TEXT SECTION:
:::::

In this newsletter we bring you glimpses of a gripping interview with the linguist GN Devy in which he tells us why the ongoing online, self-enumeration Census 2027 is problematic for more reasons than one. And gender news from around India and the world.

Story So Far

GN Devy census

GN Devy is an acclaimed linguist but equally importantly he is an outspoken cultural activist who uses his profound knowledge of all communities but especially the marginalised to critique how regimes deal with those who are voiceless. We could of course have sought out a data specialist to interview on the Census and what it implies but then a population census is never just about numbers and this one comes way after it should have and brings in its wake many questions that only someone with the breadth of understanding of people that Devy has.

In 2013, a People’s Linguistic Survey of India – almost 50 volumes of 35,000 printed pages – was published as a record of India’s languages and by extension, its people. Devy had led the exercise. The survey found 780 languages while the government officially recognises only 22. To Devy, the privileged elite had sidelined languages over decades, disempowering identities and destroying whole knowledge systems. The same story – of dominance and exclusion – is now playing out with the Census in India, he says.

“The Census has to give a complete photographic image of the nation… but this Census is trying to doctor the photograph even before the exercise started,” Devy says. 

There are many concerns around this Census – there are questions of deliberate delays, opaque processes, and a lack of accountability. And other fears around the method. India’s first digital Census brings with it worries about data security, data hygiene, and misuse in a country where digital preparedness is low and cybercrime has almost doubled between 2022 and 2024.

But the biggest problem for Devy is that it will end up serving a political cause instead of being what a census should be – a photograph of the nation, not the desired image of it.

There is also the gender dynamic. “One thing is that the population growth in different states is directly related to education and health access for women, which the state governments haven’t been able to provide sufficiently and equitably across the country. The second is the women’s reservation, which was passed in the parliament in 2023, and easily  could have been implemented without any delimitation process since that was a matter of proportionate seats and not dependent on how many MPs  are in the Parliament or Assemblies. One-third can be of anything – of 30 or 300 or 3000. But this government was cynical about  women’s reservation. There was no need to tie it up with the Census or the delimitation,” Devy says.

:::::

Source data
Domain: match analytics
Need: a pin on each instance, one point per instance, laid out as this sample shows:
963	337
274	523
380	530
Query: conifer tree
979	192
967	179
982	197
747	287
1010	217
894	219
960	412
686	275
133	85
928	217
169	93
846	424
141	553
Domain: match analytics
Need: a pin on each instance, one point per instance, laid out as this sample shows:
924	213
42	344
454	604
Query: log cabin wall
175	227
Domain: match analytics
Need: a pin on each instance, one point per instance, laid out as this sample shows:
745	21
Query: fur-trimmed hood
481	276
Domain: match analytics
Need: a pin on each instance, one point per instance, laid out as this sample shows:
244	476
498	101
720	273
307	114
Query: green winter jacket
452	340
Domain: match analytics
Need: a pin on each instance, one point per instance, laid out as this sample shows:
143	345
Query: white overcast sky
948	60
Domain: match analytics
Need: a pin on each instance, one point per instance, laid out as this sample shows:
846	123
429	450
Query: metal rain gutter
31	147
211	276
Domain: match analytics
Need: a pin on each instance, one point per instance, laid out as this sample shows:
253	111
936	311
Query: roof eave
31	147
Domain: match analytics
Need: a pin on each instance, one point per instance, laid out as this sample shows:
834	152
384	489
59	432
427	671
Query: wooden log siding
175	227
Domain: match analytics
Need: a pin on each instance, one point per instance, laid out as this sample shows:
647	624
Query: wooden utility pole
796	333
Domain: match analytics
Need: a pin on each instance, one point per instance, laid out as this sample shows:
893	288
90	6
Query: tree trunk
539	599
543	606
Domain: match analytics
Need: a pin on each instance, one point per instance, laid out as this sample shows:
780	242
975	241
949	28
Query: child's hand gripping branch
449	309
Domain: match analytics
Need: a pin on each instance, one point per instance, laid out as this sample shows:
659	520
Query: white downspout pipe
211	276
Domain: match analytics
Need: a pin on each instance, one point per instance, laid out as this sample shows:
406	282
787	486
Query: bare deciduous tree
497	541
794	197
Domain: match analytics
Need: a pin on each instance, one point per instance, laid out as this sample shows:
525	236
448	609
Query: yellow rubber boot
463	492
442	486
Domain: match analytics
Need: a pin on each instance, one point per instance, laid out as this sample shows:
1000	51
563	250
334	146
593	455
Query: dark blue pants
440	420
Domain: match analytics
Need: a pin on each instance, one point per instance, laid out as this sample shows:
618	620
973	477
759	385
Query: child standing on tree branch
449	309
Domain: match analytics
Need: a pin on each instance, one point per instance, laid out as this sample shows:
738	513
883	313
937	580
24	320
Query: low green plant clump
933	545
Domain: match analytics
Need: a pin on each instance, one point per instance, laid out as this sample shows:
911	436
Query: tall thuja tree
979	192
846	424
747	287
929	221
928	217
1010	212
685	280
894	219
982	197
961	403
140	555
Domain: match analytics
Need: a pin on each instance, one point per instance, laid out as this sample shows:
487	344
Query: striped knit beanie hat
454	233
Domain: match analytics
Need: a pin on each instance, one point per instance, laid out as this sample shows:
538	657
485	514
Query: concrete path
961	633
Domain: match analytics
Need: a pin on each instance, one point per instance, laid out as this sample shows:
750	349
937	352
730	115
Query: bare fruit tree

:::::

GIVEN EXERCISE A: In the census newsletter, why does Devy say the women's reservation did not need to be tied to the Census or delimitation? Answer in one to three sentences.
GIVEN EXERCISE B: Write the next part of the census newsletter, starting right after its final sentence.

WRITTEN RESPONSE A: The reservation was a matter of proportionate seats, so it did not depend on how many MPs sit in Parliament or the Assemblies. One-third can be taken of any number, whether 30, 300 or 3000, so it could have been implemented without any delimitation process.

WRITTEN RESPONSE B:
Another issue that he has always articulated is the neglect of the highly marginalised communities such as the NT-DNT from the Census. And the role the Census has played in eliminating women’s languages. “In 1961 the Census recorded 1,652 mother tongues. In the 2011 Census, we recorded 1,369. In 50 years’ time,  283 languages were erased. These are not languages of livelihood, incomes, schooling, offices, courts, marketplaces; these are primarily spoken by women, they hold women’s memories. This Census is not ready to change its earlier methodology where it gathers the names of mother tongues and regroups them into linguistic categories  [what is called ‘rationalisation’],” he points out. 

Read our interview here.

Talking Point

Honorarium Hike: Some news to cheer in a bleak week– in its very first cabinet meeting, the newly sworn-in UDF government has announced a Rs 3,000 hike in the honorarium paid to the ASHA workers in Kerala. A monthly hike of Rs 1,000 each for Anganwadi workers and helpers, school cooking staff, pre-primary teachers and ayahs too was announced. We have been reporting from Kerala – and elsewhere – about the struggle and gruelling protests of ASHA workers about being underpaid and overworked. This was especially ironic in a state where frontline health-workers form the very backbone of the state’s acclaimed health model. The demands of the striking ASHA workers were better pay, social security benefits and work conditions. 

Heat Trauma: An intense heat wave has been sweeping across India, but especially across the north – Delhi, UP, Punjab and Haryana, with temperatures in some corners hitting 48 degree C. For women who have returned to use chulhas in the wake of the LPG crisis, this means dealing with insufferable conditions at home and at work. In a special order given to deal with the LPG shortage, the Commission for Air Quality Management has declared temporary permission to burn diesel and biomass.

Again, Yet Again: Every once in a while, with depressing regularity, the story of a dowry death swamps news headlines. This week it was 33-year-old Twisha Sharma, a former model from Noida who married into a Bhopal-based family. As usual there are two narratives – one pushed by the husband’s family of suicide and the other by the natal family of harassment and complicity. Then there is the other problem with investigating such incidents – an allegedly botched investigation where the police appear to have dragged its feet in collecting and conserving evidence.

Unquestionable: Norwegian journalist Helle Lyng has been the subject of intense trolling ever since she sought to question PM Modi on his two day visit to Oslo this week. Though he did not take the question, India has rejected her allegations that the country was guilty of human rights violations. In an interview to BBC Hindi she later said: “That’s how confrontational journalism works. You have to try to interrupt. You have to try to get more answers. And the answers that you are looking for. And, no, I did not get that.”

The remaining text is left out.